- _Set of tasks_
[1] In the profile of Oluwaserimi Adewumi Ajetunmobi, who preceded her as Commissioner for Health of Oyo State?
[2] Please summarize the profile of Oluwaserimi Adewumi Ajetunmobi in two sentences.

- _Text section_
Commissioner for Health of Oyo State
- Incumbent
- Assumed office 2023
- Governor: Seyi Makinde
- Preceded by: Gbolahan Adeniran

Personal details
- Education: University of Ibadan
- Occupation: Physician, politician

= Oluwaserimi Adewumi Ajetunmobi =

Nigerian physician and politician

Oluwaserimi Adewumi Ajetunmobi is a Nigerian physician and politician. Since 2023, she has served as Commissioner for Health in Oyo State.

== Education ==
Ajetunmobi studied medicine at the University of Ibadan, where she qualified as a physician. She later obtained a master's degree.

== Career ==
Ajetunmobi's medical career has included work in public health and family medicine. She worked at the United Nations Development Programme (UNDP)‑affiliated teaching hospital in Ido‑Ekiti, Ekiti State. She has also held positions as Consultant Family Physician at Afe Babalola University, Ado‑Ekiti, and at the Federal Teaching Hospital, Ido Ekiti. She has contributed to healthcare initiatives with emphasis on maternal and child health, health financing, and emergency response systems.

=== Political career ===
In 2023, Governor Seyi Makinde nominated her for a commissioner role. Following confirmation, she was appointed Commissioner for Health in Oyo State.

== Membership ==
Ajetunmobi is a Fellow of the West African College of Physicians (FWACP).

(Stored dataset items)
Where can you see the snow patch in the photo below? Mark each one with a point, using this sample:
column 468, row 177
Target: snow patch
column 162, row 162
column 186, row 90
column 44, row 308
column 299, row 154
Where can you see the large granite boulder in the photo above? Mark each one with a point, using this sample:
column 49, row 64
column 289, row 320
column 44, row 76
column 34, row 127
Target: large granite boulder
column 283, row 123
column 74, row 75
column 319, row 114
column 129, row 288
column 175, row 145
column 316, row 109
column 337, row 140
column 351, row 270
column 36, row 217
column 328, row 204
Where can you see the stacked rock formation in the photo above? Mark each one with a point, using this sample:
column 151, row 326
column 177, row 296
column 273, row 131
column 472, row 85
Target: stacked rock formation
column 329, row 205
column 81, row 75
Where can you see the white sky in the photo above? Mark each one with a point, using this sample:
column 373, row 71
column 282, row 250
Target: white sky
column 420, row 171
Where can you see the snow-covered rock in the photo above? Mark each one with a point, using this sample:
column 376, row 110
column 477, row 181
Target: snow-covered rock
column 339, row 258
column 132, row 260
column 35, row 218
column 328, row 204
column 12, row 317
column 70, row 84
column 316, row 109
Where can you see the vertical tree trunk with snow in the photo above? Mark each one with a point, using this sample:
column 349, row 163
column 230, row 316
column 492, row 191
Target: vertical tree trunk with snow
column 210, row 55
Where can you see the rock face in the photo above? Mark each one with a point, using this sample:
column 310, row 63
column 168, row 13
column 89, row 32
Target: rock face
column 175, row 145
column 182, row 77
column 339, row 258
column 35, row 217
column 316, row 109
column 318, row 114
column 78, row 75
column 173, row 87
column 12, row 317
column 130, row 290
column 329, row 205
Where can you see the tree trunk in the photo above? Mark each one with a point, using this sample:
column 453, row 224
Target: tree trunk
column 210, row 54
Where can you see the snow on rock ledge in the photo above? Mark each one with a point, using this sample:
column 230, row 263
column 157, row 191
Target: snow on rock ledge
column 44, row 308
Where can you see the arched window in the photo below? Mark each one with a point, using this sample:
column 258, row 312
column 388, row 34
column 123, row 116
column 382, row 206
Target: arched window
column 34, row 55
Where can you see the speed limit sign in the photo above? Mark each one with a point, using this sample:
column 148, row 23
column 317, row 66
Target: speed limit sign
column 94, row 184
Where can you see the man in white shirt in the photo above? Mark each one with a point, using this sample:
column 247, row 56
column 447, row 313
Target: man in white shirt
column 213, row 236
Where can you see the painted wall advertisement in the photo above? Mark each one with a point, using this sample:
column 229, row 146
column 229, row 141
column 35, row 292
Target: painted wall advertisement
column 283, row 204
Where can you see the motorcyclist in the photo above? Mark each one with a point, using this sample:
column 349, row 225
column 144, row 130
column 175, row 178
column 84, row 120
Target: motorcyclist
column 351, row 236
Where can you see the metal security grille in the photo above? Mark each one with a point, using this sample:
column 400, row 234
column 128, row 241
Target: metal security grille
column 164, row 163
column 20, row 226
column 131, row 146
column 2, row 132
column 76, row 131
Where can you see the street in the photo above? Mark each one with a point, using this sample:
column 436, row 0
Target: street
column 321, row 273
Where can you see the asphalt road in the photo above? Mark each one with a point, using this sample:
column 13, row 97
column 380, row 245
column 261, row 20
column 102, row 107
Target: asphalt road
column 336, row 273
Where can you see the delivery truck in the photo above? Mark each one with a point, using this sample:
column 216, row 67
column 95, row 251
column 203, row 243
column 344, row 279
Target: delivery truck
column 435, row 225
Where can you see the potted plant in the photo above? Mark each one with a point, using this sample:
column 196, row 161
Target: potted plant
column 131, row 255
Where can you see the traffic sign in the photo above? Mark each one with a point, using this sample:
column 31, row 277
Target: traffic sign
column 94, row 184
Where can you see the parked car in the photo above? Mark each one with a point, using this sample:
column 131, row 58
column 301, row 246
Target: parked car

==

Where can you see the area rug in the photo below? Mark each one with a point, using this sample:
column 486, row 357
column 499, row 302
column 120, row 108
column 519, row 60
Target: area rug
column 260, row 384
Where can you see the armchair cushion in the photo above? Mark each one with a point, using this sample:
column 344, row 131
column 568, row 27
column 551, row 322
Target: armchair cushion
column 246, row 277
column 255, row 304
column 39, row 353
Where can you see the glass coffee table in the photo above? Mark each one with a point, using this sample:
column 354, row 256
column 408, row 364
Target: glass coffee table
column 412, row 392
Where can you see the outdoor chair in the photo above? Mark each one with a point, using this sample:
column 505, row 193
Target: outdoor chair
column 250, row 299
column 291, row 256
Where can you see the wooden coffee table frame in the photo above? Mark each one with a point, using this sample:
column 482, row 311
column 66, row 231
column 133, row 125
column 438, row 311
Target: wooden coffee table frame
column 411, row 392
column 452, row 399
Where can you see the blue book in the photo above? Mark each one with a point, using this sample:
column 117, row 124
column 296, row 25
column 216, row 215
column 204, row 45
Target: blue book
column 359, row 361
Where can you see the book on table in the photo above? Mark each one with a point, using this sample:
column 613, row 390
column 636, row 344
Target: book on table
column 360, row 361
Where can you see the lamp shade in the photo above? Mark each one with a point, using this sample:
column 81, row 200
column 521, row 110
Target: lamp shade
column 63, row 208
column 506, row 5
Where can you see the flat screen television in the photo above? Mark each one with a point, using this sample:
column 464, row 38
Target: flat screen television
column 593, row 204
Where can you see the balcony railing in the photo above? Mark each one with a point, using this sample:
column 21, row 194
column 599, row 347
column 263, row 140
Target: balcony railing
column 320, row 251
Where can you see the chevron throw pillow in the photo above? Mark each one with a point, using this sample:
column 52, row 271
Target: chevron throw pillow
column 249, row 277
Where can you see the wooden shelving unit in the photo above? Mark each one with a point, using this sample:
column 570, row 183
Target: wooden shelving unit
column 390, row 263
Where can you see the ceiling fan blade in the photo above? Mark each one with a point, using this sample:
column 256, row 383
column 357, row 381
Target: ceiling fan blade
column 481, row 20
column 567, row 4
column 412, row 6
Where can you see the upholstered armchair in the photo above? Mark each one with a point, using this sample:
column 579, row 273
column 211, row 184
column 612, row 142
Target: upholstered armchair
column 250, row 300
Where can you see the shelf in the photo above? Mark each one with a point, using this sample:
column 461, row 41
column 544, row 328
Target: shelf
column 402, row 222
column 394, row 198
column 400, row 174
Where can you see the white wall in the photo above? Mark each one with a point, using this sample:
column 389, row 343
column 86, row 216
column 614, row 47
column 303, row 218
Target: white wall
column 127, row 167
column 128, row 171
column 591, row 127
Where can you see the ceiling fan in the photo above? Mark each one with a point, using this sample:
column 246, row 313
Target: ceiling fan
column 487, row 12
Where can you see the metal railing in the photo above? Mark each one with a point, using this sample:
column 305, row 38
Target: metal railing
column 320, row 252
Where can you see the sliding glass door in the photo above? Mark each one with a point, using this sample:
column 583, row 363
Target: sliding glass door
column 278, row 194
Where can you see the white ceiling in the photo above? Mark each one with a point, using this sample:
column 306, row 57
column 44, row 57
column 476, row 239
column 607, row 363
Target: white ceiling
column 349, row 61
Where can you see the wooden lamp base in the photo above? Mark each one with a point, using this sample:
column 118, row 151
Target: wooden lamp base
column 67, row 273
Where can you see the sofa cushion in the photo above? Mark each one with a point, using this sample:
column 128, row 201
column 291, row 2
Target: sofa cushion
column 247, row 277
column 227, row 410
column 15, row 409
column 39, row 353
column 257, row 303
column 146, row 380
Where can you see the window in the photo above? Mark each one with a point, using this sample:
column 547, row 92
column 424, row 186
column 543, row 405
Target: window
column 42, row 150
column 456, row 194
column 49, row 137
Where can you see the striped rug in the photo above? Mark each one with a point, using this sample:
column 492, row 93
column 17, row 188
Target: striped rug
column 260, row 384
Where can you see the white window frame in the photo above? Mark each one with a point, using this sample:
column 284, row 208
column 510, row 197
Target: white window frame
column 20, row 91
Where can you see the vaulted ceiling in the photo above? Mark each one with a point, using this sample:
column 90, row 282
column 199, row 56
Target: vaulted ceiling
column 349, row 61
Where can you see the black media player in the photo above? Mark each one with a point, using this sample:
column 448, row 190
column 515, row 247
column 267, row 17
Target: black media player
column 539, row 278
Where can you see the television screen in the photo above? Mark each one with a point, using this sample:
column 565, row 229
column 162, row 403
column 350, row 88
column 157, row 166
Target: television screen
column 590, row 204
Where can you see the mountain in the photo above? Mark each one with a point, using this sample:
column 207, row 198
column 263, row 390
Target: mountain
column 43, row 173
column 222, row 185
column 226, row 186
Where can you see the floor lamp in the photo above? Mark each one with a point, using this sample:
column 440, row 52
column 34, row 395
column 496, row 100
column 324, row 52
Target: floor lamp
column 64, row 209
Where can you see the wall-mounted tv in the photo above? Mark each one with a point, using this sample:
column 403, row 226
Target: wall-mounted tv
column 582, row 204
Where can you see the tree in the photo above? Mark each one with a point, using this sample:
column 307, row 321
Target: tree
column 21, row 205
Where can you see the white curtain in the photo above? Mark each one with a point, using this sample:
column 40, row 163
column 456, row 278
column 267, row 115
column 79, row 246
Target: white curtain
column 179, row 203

---

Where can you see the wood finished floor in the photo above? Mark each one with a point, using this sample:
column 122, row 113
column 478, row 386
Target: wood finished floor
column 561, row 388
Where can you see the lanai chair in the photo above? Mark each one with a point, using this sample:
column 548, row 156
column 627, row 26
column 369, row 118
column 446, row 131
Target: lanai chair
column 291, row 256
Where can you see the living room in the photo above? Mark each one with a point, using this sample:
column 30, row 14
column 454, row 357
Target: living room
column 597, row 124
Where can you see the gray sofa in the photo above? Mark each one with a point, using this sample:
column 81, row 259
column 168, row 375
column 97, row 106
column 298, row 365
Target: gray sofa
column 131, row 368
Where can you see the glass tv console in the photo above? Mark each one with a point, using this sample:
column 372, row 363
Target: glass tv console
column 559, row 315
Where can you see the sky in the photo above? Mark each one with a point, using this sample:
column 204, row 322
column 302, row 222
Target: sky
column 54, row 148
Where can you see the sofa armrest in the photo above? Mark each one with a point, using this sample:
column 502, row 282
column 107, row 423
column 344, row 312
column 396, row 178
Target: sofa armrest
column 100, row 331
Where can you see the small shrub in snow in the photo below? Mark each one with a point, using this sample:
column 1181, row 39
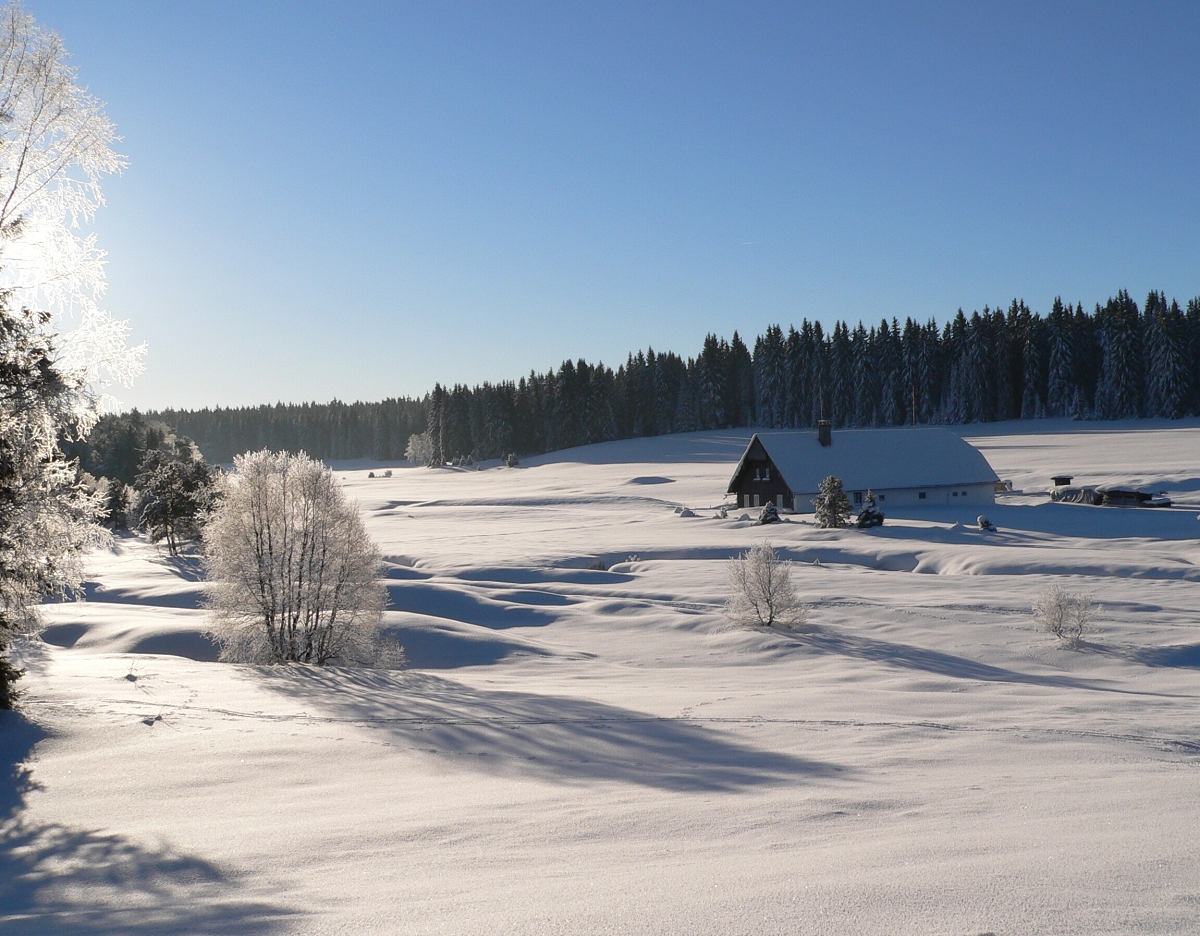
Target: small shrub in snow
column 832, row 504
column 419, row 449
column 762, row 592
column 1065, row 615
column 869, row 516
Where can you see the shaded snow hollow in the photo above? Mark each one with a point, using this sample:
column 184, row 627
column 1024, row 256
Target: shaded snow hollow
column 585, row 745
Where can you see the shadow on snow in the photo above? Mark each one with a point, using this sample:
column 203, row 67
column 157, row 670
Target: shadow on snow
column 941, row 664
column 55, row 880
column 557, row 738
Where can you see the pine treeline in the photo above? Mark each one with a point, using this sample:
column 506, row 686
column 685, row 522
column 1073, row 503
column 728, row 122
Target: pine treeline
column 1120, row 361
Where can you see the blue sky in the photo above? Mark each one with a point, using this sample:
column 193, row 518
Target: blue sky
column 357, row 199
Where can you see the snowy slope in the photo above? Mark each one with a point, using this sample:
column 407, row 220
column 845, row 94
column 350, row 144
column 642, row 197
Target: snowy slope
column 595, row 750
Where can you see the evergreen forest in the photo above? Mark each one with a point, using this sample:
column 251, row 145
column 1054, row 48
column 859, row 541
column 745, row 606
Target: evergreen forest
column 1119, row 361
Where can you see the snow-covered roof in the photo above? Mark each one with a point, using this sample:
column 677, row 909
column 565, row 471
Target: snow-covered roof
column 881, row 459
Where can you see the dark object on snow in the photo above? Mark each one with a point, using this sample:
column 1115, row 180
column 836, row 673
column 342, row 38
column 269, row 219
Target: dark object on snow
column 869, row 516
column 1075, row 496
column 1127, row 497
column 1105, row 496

- _Answers for the tasks_
[1] Gbolahan Adeniran

[2] Oluwaserimi Adewumi Ajetunmobi is a Nigerian physician who studied medicine at the University of Ibadan and has worked in public health and family medicine, including as Consultant Family Physician at Afe Babalola University and the Federal Teaching Hospital, Ido Ekiti. After Governor Seyi Makinde nominated her in 2023, she was confirmed and appointed Commissioner for Health in Oyo State.